Exercise data =

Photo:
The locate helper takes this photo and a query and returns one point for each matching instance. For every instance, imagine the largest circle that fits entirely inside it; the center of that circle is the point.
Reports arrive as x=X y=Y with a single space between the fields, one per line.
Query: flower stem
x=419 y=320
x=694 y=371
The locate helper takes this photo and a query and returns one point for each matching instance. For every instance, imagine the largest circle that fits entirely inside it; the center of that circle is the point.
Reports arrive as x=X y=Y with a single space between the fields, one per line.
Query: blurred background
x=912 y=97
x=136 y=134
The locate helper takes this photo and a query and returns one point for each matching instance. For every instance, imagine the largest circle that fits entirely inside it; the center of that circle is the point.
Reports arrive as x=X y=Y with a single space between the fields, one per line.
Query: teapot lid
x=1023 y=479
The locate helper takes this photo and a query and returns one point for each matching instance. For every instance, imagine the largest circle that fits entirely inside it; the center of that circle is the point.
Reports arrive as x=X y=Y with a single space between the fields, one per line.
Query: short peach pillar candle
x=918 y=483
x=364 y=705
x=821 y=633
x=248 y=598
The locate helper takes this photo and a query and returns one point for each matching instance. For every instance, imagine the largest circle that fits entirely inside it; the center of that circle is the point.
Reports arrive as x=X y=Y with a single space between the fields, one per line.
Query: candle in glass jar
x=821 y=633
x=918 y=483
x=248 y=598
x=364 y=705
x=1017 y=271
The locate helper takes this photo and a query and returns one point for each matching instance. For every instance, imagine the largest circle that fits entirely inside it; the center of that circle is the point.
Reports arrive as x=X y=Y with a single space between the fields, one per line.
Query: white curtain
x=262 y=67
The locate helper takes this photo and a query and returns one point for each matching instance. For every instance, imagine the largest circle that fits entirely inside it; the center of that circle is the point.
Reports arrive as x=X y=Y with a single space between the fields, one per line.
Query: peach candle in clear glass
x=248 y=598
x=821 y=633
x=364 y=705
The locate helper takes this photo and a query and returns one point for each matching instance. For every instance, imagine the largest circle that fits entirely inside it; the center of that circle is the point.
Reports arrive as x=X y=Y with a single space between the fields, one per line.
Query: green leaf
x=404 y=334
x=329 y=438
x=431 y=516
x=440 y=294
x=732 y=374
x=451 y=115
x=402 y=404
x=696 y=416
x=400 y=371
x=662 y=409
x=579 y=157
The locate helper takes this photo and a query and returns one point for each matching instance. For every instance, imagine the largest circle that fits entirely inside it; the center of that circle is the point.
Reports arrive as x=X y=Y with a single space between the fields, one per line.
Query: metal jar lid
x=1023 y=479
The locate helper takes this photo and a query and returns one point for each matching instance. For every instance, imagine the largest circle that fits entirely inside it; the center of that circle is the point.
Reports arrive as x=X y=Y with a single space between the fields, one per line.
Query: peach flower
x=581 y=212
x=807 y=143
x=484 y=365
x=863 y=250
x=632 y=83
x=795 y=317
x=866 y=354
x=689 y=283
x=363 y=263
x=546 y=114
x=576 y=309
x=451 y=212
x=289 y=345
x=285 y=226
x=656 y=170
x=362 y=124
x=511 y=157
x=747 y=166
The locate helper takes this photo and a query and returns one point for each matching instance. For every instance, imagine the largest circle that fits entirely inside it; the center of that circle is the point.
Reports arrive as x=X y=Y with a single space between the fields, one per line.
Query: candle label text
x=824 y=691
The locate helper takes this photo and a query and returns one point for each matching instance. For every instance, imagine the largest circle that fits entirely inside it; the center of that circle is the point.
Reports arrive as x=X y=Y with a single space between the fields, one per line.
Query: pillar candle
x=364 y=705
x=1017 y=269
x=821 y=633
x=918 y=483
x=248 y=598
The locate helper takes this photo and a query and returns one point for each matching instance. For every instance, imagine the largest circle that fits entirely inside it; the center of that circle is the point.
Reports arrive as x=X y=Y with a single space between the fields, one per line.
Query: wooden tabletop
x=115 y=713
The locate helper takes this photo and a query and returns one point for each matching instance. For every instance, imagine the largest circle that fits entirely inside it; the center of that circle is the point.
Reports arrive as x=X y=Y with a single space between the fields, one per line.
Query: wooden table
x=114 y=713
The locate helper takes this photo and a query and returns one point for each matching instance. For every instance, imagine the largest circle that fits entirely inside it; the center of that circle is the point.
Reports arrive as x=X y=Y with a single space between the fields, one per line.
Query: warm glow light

Aim =
Give all of the records above as a Markdown table with the columns Row and Line, putting each nonblank line in its own row with its number.

Exercise answer =
| Row | Line |
|---|---|
| 1 | Photo: |
| 2 | The locate helper takes this photo and a query and returns one point for each matching instance. For every instance, imagine the largest circle that fits entirely inside it; the center of that circle is the point. |
| 3 | Reports arrive as x=X y=Y with a single space between the fields, one per line. |
| 4 | Query: flower stem |
| 5 | x=419 y=320 |
| 6 | x=694 y=371 |
| 7 | The locate helper takes this photo and a query and returns one point for each matching instance. For every instance, imagine the largest circle that fits entirely inside it; the center of that circle is the point. |
| 8 | Reports arrive as x=X y=Y with a single space between the fields, one per line. |
| 9 | Query: blurred background |
| 10 | x=912 y=97 |
| 11 | x=136 y=134 |
| 12 | The locate helper takes this photo and a query and returns one point for each matching instance. For every instance, imagine the largest circle that fits entirely inside it; the center of that circle is the point. |
| 13 | Reports arrive as x=X y=Y with a single space between the fields, one per line. |
| 14 | Query: teapot lid |
| 15 | x=1023 y=479 |
| 16 | The locate helper takes this photo and a query and returns one point for each matching instance. For every instance, imagine the largest circle that fits entirely inside it; the center of that circle is the point. |
| 17 | Reports arrive as x=X y=Y with a single space between the fields, one per line. |
| 18 | Query: short peach pillar candle |
| 19 | x=918 y=483 |
| 20 | x=364 y=705 |
| 21 | x=821 y=633 |
| 22 | x=248 y=598 |
| 23 | The locate helper takes this photo and a query and returns one point for each matching instance. For every instance, imagine the largest circle that fits entirely inside it; the center of that circle is the point. |
| 24 | Reports arrive as x=X y=Y with a single space between the fields, one per line. |
| 25 | Query: candle in glass jar |
| 26 | x=821 y=633 |
| 27 | x=918 y=483 |
| 28 | x=248 y=598 |
| 29 | x=364 y=705 |
| 30 | x=1017 y=271 |
| 31 | The locate helper takes this photo and a query and returns one point for each matching instance. For every instance, imagine the largest circle that fits entirely inside it; the center of that circle is the point. |
| 32 | Reports arrive as x=X y=Y with a single space between the fields, one per line. |
| 33 | Query: white curtain |
| 34 | x=262 y=67 |
| 35 | The locate helper takes this photo and a query and returns one point for each matching instance. For every instance, imagine the largest circle that fits entirely inside it; the center of that circle is the point. |
| 36 | Reports arrive as x=X y=Y with a single space between the fields, one per line. |
| 37 | Query: peach candle in clear glass |
| 38 | x=248 y=598 |
| 39 | x=821 y=633 |
| 40 | x=364 y=705 |
| 41 | The locate helper takes this photo and a query and returns one point for each matching instance. For every instance, imagine the largest circle that fits entirely inside it; the center of that circle is the point. |
| 42 | Reports arrive as x=X y=Y with a single space between the fields, one per line. |
| 43 | Query: green leaf |
| 44 | x=404 y=334 |
| 45 | x=329 y=438 |
| 46 | x=431 y=516 |
| 47 | x=440 y=294 |
| 48 | x=732 y=374 |
| 49 | x=451 y=115 |
| 50 | x=402 y=404 |
| 51 | x=696 y=416 |
| 52 | x=400 y=371 |
| 53 | x=662 y=409 |
| 54 | x=579 y=157 |
| 55 | The locate helper takes this photo and a query and returns one point for each matching instance. For every instance, imagine the largest circle that fits entirely inside it; the center of that circle is the point. |
| 56 | Reports arrive as x=X y=Y with a single space between the fields, one per line. |
| 57 | Query: metal jar lid |
| 58 | x=1023 y=479 |
| 59 | The locate helper takes this photo and a query and returns one point for each matching instance. For every instance, imagine the largest circle that fits entirely inside it; the center of that circle is the point. |
| 60 | Reports arrive as x=X y=Y with a single space between the fields, one per line. |
| 61 | Query: peach flower |
| 62 | x=581 y=212 |
| 63 | x=807 y=143 |
| 64 | x=484 y=365 |
| 65 | x=863 y=250 |
| 66 | x=632 y=83 |
| 67 | x=795 y=317 |
| 68 | x=866 y=354 |
| 69 | x=689 y=283 |
| 70 | x=363 y=263 |
| 71 | x=546 y=114 |
| 72 | x=576 y=309 |
| 73 | x=451 y=212 |
| 74 | x=289 y=345 |
| 75 | x=285 y=226 |
| 76 | x=656 y=170 |
| 77 | x=362 y=124 |
| 78 | x=511 y=157 |
| 79 | x=747 y=166 |
| 80 | The locate helper takes this photo and a query and returns one point for each matching instance. For every instance, imagine the largest circle that fits entirely inside it; the center of that circle is the point. |
| 81 | Reports arrive as x=X y=Y with a single space between the fields, one per line. |
| 82 | Query: candle label text |
| 83 | x=824 y=691 |
| 84 | The locate helper takes this photo and a query and returns one point for each matching instance. For every instance, imagine the largest circle that fits entirely inside it; the center of that circle is the point. |
| 85 | Reports arrive as x=X y=Y with a single space between the fields, one per line. |
| 86 | Query: pillar candle |
| 87 | x=364 y=705 |
| 88 | x=1017 y=269 |
| 89 | x=821 y=633 |
| 90 | x=918 y=483 |
| 91 | x=248 y=598 |
| 92 | The locate helper takes this photo and a query and returns one point for each matching instance. For every instance, imagine the largest circle that fits entirely inside it; the center of that circle is the point. |
| 93 | Reports arrive as x=X y=Y with a single space between the fields, one per line. |
| 94 | Query: wooden tabletop |
| 95 | x=115 y=713 |
| 96 | The locate helper takes this photo and a query and returns one point for each matching instance. For every instance, imagine the largest circle that fits entirely inside it; the center of that circle is the point. |
| 97 | Reports arrive as x=X y=Y with a single space between the fields, one per line. |
| 98 | Query: wooden table |
| 99 | x=114 y=713 |
| 100 | The locate helper takes this photo and a query and returns one point for each matching instance. For every instance, imagine the largest circle that fits entirely inside it; the center of that circle is the point. |
| 101 | Reports arrive as x=X y=Y with a single space between the fields, one per line. |
| 102 | Query: warm glow light |